--- Job A ---
According to the text on inner space in science fiction, who probably first used the term in a speech at Worldcon in 1948?
--- Job B ---
Pick up the text on inner space in science fiction after its final sentence and carry it further.

--- Source ---
####################
= Inner space (science fiction) =

Antonym to "outer space"

Inner space in the context of science fiction refers to works of psychological science fiction that emphasize internal, mental, and emotional experiences over external adventure or technological speculation, which contrasts with traditional science fiction's fascination with outer space.

Works from this genre appeared as part of the emergence of the New Wave in science fiction in the 1960s. They were popularized by English writer J. G. Ballard and associated with the New Wave movement in science fiction. Subsequent contributions by critics and writers such as Michael Moorcock, Pat Cadigan, and Greg Bear helped establish inner space as a recurring theme in science fiction discourse.

== Characteristics ==
English writer J. G. Ballard, who is credited with popularizing the concept in the 1960s, offered this definition of the inner space genre: "an imaginary realm in which on the one hand the outer world of reality, and on the other the inner world of the mind meet and merge".

Polish science fiction scholars Andrzej Niewiadowski and Antoni Smuszkiewicz defined inner space as "a category introduced to science fiction by representatives of the New Wave to designate internal, mental experiences as imaginary worlds with no connection to the real world". They also note that "fantastic images painted by [New Wave artists] are... projections of mental states, symbols of unspecified longings and anxieties of modern people."

German science fiction scholar Vera Graaf wrote that inner space "is a polemical statement against the science fiction concept of 'Outer space' — the cosmos". She notes that this genre arose when some writers became critical of poorly defined heroic characters and "romantic idealization of the cosmic 'borderland'". She further writes that "It is a space of imagination where the external real world and the internal world of the spirit meet and merge into one," and the authors who are associated with that genre are "fascinated by the observation and deciphering of the 'inner universe' and 'landscapes of the soul'". She also writes that this genre, "unlike traditional science fiction, which highlights mathematical and natural sciences, brings psychology and psychoanalysis to the fore". She associates the resulting works with "the world of psychedelic experiences, the world of 'pop' music and art".

This concept is related to but not synonymous with the concept of psychological science fiction. The term inner space in science fiction is also used in contexts other than psychological ones, including in works about cyberspace or underwater regions.

== History ==
According to John Clute, David Langford, and Peter Nicholls, writing in The Encyclopedia of Science Fiction, in the context of science fiction the term was probably first used by Robert Bloch in a speech at Worldcon in 1948, although the term did not gain popularity at that time. Clute, Langford, and Nicholls, as well as Brian M. Stableford, also observe that the term was subsequently popularized by J. B. Priestley in the article "They Came from Inner Space" (New Statesman, 1954). In this article, Priestley criticized science fiction for describing space adventures rather than exploring the inner cosmos of human psychology, referring to themes such as space travel and exploration as "childish". He called for works that are "exploring ourselves, the hidden life of the psyche". Stableford also noted that the growing popularity of the term may have been a reaction to the popularity of works using the term "outer space", such as the film It Came from Outer Space (1953).
####################
--- Given entries ---
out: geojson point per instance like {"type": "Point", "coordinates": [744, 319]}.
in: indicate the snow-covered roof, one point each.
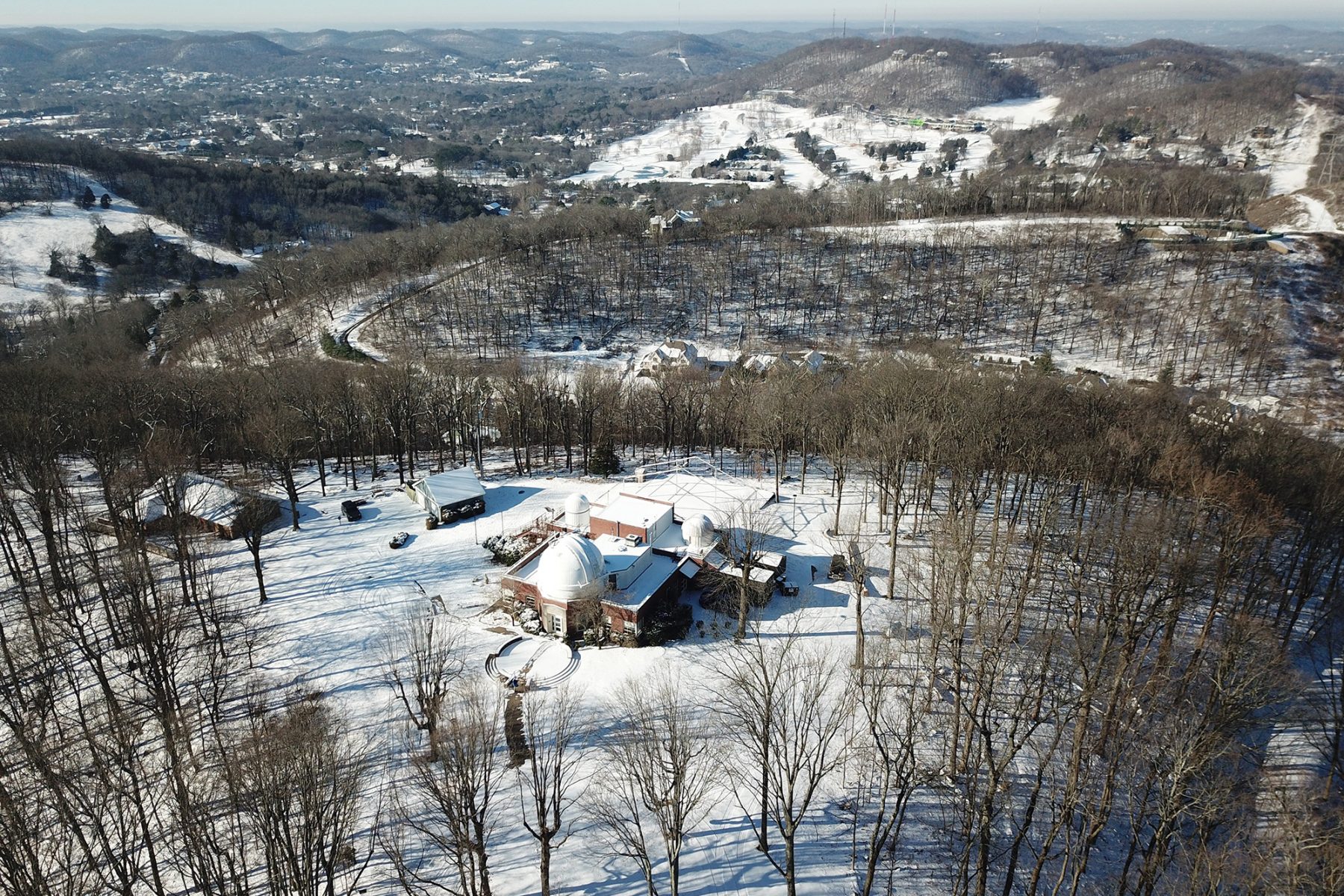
{"type": "Point", "coordinates": [717, 497]}
{"type": "Point", "coordinates": [633, 511]}
{"type": "Point", "coordinates": [450, 487]}
{"type": "Point", "coordinates": [655, 575]}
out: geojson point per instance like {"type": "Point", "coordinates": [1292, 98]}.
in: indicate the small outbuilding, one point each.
{"type": "Point", "coordinates": [205, 504]}
{"type": "Point", "coordinates": [449, 496]}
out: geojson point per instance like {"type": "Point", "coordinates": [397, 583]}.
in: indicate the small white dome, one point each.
{"type": "Point", "coordinates": [698, 532]}
{"type": "Point", "coordinates": [570, 568]}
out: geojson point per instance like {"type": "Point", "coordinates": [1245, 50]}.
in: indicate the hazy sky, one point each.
{"type": "Point", "coordinates": [396, 13]}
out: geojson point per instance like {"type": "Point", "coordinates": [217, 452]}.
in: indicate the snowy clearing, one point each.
{"type": "Point", "coordinates": [1290, 161]}
{"type": "Point", "coordinates": [678, 147]}
{"type": "Point", "coordinates": [335, 588]}
{"type": "Point", "coordinates": [28, 234]}
{"type": "Point", "coordinates": [1018, 113]}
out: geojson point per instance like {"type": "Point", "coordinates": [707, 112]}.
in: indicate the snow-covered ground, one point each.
{"type": "Point", "coordinates": [680, 146]}
{"type": "Point", "coordinates": [335, 588]}
{"type": "Point", "coordinates": [1317, 218]}
{"type": "Point", "coordinates": [1290, 160]}
{"type": "Point", "coordinates": [1018, 113]}
{"type": "Point", "coordinates": [28, 234]}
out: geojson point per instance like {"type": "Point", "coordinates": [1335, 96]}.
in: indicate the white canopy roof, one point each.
{"type": "Point", "coordinates": [452, 487]}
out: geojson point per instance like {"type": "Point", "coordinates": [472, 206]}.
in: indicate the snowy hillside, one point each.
{"type": "Point", "coordinates": [678, 147]}
{"type": "Point", "coordinates": [31, 231]}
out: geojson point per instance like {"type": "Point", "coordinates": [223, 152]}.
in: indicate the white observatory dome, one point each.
{"type": "Point", "coordinates": [577, 512]}
{"type": "Point", "coordinates": [698, 532]}
{"type": "Point", "coordinates": [570, 568]}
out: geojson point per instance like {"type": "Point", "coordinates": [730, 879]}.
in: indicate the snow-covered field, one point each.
{"type": "Point", "coordinates": [680, 146]}
{"type": "Point", "coordinates": [1018, 113]}
{"type": "Point", "coordinates": [335, 588]}
{"type": "Point", "coordinates": [28, 234]}
{"type": "Point", "coordinates": [1290, 160]}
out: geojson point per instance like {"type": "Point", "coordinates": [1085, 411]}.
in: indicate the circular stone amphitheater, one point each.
{"type": "Point", "coordinates": [532, 662]}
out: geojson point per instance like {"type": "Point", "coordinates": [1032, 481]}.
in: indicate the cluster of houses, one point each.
{"type": "Point", "coordinates": [717, 361]}
{"type": "Point", "coordinates": [675, 220]}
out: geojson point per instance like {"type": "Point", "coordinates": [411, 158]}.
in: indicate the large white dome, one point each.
{"type": "Point", "coordinates": [570, 568]}
{"type": "Point", "coordinates": [698, 532]}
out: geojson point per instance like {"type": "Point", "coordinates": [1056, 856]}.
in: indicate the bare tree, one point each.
{"type": "Point", "coordinates": [745, 534]}
{"type": "Point", "coordinates": [456, 795]}
{"type": "Point", "coordinates": [781, 704]}
{"type": "Point", "coordinates": [662, 755]}
{"type": "Point", "coordinates": [304, 778]}
{"type": "Point", "coordinates": [423, 662]}
{"type": "Point", "coordinates": [253, 519]}
{"type": "Point", "coordinates": [551, 780]}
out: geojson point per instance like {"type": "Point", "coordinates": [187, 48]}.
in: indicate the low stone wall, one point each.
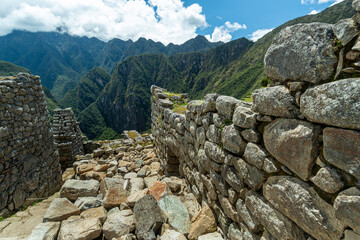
{"type": "Point", "coordinates": [68, 136]}
{"type": "Point", "coordinates": [29, 161]}
{"type": "Point", "coordinates": [286, 166]}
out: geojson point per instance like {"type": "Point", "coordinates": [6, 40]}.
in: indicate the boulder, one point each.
{"type": "Point", "coordinates": [202, 223]}
{"type": "Point", "coordinates": [246, 216]}
{"type": "Point", "coordinates": [275, 101]}
{"type": "Point", "coordinates": [328, 180]}
{"type": "Point", "coordinates": [232, 141]}
{"type": "Point", "coordinates": [341, 152]}
{"type": "Point", "coordinates": [275, 222]}
{"type": "Point", "coordinates": [303, 53]}
{"type": "Point", "coordinates": [72, 189]}
{"type": "Point", "coordinates": [225, 105]}
{"type": "Point", "coordinates": [45, 231]}
{"type": "Point", "coordinates": [60, 209]}
{"type": "Point", "coordinates": [113, 191]}
{"type": "Point", "coordinates": [176, 213]}
{"type": "Point", "coordinates": [85, 203]}
{"type": "Point", "coordinates": [99, 213]}
{"type": "Point", "coordinates": [211, 236]}
{"type": "Point", "coordinates": [333, 103]}
{"type": "Point", "coordinates": [80, 229]}
{"type": "Point", "coordinates": [119, 224]}
{"type": "Point", "coordinates": [148, 218]}
{"type": "Point", "coordinates": [345, 30]}
{"type": "Point", "coordinates": [347, 208]}
{"type": "Point", "coordinates": [294, 143]}
{"type": "Point", "coordinates": [244, 117]}
{"type": "Point", "coordinates": [301, 203]}
{"type": "Point", "coordinates": [172, 235]}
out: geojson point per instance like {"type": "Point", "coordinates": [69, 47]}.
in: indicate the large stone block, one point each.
{"type": "Point", "coordinates": [302, 52]}
{"type": "Point", "coordinates": [335, 103]}
{"type": "Point", "coordinates": [275, 222]}
{"type": "Point", "coordinates": [299, 202]}
{"type": "Point", "coordinates": [293, 143]}
{"type": "Point", "coordinates": [342, 149]}
{"type": "Point", "coordinates": [275, 101]}
{"type": "Point", "coordinates": [72, 189]}
{"type": "Point", "coordinates": [231, 139]}
{"type": "Point", "coordinates": [347, 208]}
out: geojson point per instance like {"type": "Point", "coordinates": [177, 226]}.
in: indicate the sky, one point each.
{"type": "Point", "coordinates": [166, 21]}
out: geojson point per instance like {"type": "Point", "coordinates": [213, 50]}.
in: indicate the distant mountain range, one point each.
{"type": "Point", "coordinates": [115, 96]}
{"type": "Point", "coordinates": [61, 59]}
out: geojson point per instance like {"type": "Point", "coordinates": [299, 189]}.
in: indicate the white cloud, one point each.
{"type": "Point", "coordinates": [222, 33]}
{"type": "Point", "coordinates": [259, 34]}
{"type": "Point", "coordinates": [307, 1]}
{"type": "Point", "coordinates": [161, 20]}
{"type": "Point", "coordinates": [334, 2]}
{"type": "Point", "coordinates": [313, 12]}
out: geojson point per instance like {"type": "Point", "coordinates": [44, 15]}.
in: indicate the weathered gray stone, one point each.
{"type": "Point", "coordinates": [148, 218]}
{"type": "Point", "coordinates": [211, 236]}
{"type": "Point", "coordinates": [60, 209]}
{"type": "Point", "coordinates": [45, 231]}
{"type": "Point", "coordinates": [335, 103]}
{"type": "Point", "coordinates": [345, 30]}
{"type": "Point", "coordinates": [250, 135]}
{"type": "Point", "coordinates": [119, 224]}
{"type": "Point", "coordinates": [275, 101]}
{"type": "Point", "coordinates": [244, 117]}
{"type": "Point", "coordinates": [172, 235]}
{"type": "Point", "coordinates": [299, 202]}
{"type": "Point", "coordinates": [72, 189]}
{"type": "Point", "coordinates": [275, 222]}
{"type": "Point", "coordinates": [351, 235]}
{"type": "Point", "coordinates": [176, 213]}
{"type": "Point", "coordinates": [302, 52]}
{"type": "Point", "coordinates": [341, 152]}
{"type": "Point", "coordinates": [246, 216]}
{"type": "Point", "coordinates": [80, 229]}
{"type": "Point", "coordinates": [214, 152]}
{"type": "Point", "coordinates": [356, 5]}
{"type": "Point", "coordinates": [347, 208]}
{"type": "Point", "coordinates": [85, 203]}
{"type": "Point", "coordinates": [255, 155]}
{"type": "Point", "coordinates": [233, 179]}
{"type": "Point", "coordinates": [293, 143]}
{"type": "Point", "coordinates": [232, 141]}
{"type": "Point", "coordinates": [225, 106]}
{"type": "Point", "coordinates": [209, 104]}
{"type": "Point", "coordinates": [328, 179]}
{"type": "Point", "coordinates": [251, 175]}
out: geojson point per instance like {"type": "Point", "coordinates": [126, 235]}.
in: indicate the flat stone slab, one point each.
{"type": "Point", "coordinates": [72, 189]}
{"type": "Point", "coordinates": [60, 209]}
{"type": "Point", "coordinates": [335, 104]}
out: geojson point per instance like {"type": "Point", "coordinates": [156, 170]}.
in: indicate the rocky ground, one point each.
{"type": "Point", "coordinates": [119, 192]}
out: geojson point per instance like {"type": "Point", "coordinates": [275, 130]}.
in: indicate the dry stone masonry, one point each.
{"type": "Point", "coordinates": [68, 136]}
{"type": "Point", "coordinates": [286, 166]}
{"type": "Point", "coordinates": [29, 161]}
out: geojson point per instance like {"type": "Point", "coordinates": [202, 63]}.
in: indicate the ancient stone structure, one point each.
{"type": "Point", "coordinates": [67, 136]}
{"type": "Point", "coordinates": [288, 165]}
{"type": "Point", "coordinates": [29, 161]}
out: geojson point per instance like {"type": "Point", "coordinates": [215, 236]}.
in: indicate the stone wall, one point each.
{"type": "Point", "coordinates": [286, 166]}
{"type": "Point", "coordinates": [29, 161]}
{"type": "Point", "coordinates": [68, 136]}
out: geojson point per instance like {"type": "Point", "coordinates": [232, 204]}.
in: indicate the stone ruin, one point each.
{"type": "Point", "coordinates": [29, 161]}
{"type": "Point", "coordinates": [68, 136]}
{"type": "Point", "coordinates": [286, 166]}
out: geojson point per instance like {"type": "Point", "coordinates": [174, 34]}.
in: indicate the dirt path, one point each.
{"type": "Point", "coordinates": [20, 225]}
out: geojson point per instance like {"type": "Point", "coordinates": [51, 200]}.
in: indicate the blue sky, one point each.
{"type": "Point", "coordinates": [166, 21]}
{"type": "Point", "coordinates": [255, 14]}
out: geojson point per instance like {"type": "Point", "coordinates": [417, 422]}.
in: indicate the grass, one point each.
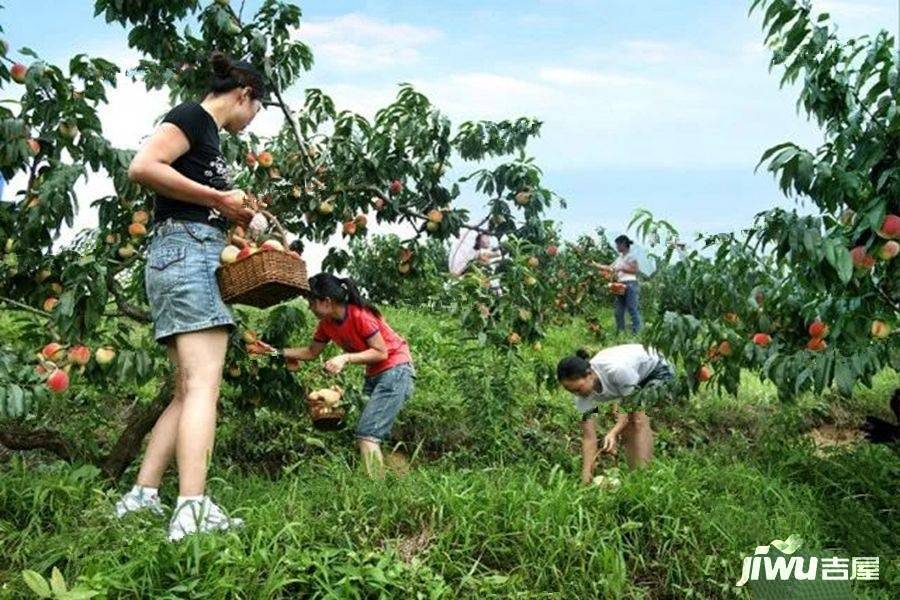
{"type": "Point", "coordinates": [490, 507]}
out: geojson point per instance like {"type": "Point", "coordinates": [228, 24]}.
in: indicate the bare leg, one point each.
{"type": "Point", "coordinates": [161, 447]}
{"type": "Point", "coordinates": [372, 458]}
{"type": "Point", "coordinates": [201, 357]}
{"type": "Point", "coordinates": [638, 440]}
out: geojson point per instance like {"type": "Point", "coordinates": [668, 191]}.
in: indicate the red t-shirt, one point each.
{"type": "Point", "coordinates": [353, 333]}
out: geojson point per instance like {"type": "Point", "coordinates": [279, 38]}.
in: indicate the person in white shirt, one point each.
{"type": "Point", "coordinates": [612, 374]}
{"type": "Point", "coordinates": [625, 269]}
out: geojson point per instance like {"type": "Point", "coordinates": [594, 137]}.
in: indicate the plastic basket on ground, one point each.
{"type": "Point", "coordinates": [325, 410]}
{"type": "Point", "coordinates": [265, 278]}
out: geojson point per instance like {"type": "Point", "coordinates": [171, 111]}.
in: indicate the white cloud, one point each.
{"type": "Point", "coordinates": [357, 42]}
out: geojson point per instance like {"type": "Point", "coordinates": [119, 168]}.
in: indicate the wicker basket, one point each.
{"type": "Point", "coordinates": [264, 279]}
{"type": "Point", "coordinates": [325, 418]}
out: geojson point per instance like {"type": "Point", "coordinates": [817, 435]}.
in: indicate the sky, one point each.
{"type": "Point", "coordinates": [665, 104]}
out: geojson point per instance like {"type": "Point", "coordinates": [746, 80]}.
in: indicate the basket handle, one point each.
{"type": "Point", "coordinates": [274, 221]}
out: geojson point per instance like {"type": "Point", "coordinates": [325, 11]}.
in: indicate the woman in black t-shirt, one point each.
{"type": "Point", "coordinates": [183, 163]}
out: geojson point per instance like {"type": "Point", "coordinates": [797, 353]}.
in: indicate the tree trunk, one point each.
####################
--- Exercise answer A ---
Robert Bloch

--- Exercise answer B ---
Most often, however, it is J. G. Ballard who is credited with popularizing this concept and giving it greater meaning. Don D'Ammassa even credited Ballard with creating the concept. Ballard was a leading figure associated with the New Wave in science fiction. In his article "Which Way to Inner Space?" (New Worlds, 1962), he followed in Priestley's footsteps by postulating, as Dominika Oramus later summarized it, that creators of "ambitious science fiction should abandon repetitive space stories and investigate the inner space of the human mind".

The term became popular in the work of New Wave writers in the mid-1960s. Ballard and Michael Moorcock are often credited as major figures related to this development. One of the first works to refer to this concept by name was a short story by Howard Koch, "Invasion from Inner Space" (1959), although critics disagree whether Koch's story about the psychology of artificial intelligence, and subsequent works about cyberspace, reflect the dimension of human psychological problems described by Priestley and Ballard.

Brian Ash noted that science fiction works dealing with psychological topics existed before the concept was coined and popular. The earliest example he points to is H. G. Wells' novel Mr. Blettsworthy on Rampole Island (1928), describing it as a "prototype inner-space [story]". Rob Mayo traces the genre origins to Peter Phillipps' short story "Dreams Are Sacred" (1948), a work which pioneered the science fiction trope of "dream hacking" and has been described as an example of "technologically assisted journeys into the hypothetical Inner Space of the human mind". Mayo posits that proto-inner space themes existed prior to Peter Phillip's work, including the medieval genre of psychomachia (named after the poem of the same name) which deals with the soul of an individual (acting analogous to the function of the mind in the genre). As well, the mechanics of Gottfried Wilhelm Leibniz's "mill argument" pointing towards the mathematics of entering inside a working mind as if it were physical space.

Rob Mayo wrote that the 1980s was the second "golden age" of inner space, associated with writers such as Pat Cadigan and Greg Bear; he also notes the movie Dreamscape (1984), which he calls "the first inner space film". He notes that the genre once again returned the 2000s, here noting the movies The Cell (2000) and Inception (2010), as well as the video game Psychonauts (2005). He notes that Inception marked "the transition of inner space fiction from a marginal genre (SF literature) to a viable mainstream (Hollywood cinema)".

== Representative writers ==
Writers whose works are often associated with the inner space genre include:

- Brian W. Aldiss
- J. G. Ballard
- Barrington J. Bayley
- Greg Bear
- John Brunner
- Pat Cadigan
- Philip K. Dick
- Thomas M. Disch
- Harlan Ellison
- Philip José Farmer
- Ursula K. Le Guin
- Doris Lessing
- Michael Moorcock
- Christopher Priest
- Robert Silverberg
- John T. Sladek
- Norman Spinrad
- James Tiptree Jr.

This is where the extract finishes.